▸ **Exercise brief**
Find how many lines below hold "outline", then state that number by itself.

▸ **The data**

───

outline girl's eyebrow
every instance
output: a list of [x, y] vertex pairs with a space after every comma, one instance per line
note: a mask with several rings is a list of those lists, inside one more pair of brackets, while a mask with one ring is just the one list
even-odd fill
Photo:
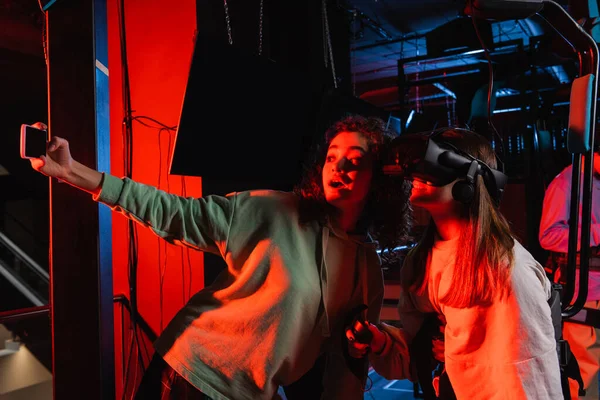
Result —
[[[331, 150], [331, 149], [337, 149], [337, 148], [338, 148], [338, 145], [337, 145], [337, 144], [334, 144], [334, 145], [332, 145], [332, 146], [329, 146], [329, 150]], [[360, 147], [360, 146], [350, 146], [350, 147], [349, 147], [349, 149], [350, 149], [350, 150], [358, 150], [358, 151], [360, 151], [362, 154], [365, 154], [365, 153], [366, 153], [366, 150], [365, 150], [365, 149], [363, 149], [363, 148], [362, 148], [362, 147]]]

───

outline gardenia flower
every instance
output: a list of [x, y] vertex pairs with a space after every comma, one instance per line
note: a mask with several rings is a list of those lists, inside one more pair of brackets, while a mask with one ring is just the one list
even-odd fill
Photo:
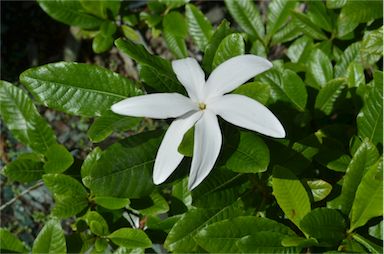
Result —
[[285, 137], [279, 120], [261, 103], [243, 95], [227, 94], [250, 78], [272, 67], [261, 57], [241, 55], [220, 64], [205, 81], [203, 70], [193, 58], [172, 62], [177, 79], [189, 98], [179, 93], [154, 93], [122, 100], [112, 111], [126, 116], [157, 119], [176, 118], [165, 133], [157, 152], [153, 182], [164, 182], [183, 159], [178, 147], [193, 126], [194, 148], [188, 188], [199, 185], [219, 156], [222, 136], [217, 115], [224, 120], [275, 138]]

───

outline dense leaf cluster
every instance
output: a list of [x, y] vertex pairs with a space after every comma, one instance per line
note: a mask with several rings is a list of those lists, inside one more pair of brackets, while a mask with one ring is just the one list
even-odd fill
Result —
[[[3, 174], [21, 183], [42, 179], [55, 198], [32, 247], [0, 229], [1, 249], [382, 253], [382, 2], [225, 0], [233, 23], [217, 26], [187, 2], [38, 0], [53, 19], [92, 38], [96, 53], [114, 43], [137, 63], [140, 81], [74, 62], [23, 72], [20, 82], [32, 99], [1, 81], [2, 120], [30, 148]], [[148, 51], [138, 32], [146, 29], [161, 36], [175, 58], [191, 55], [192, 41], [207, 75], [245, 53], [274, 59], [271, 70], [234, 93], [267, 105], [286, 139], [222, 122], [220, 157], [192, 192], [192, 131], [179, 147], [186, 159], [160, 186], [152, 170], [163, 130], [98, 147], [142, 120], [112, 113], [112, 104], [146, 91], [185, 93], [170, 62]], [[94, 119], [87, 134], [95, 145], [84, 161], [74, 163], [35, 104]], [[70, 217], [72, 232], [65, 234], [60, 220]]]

───

▸ **Your response**
3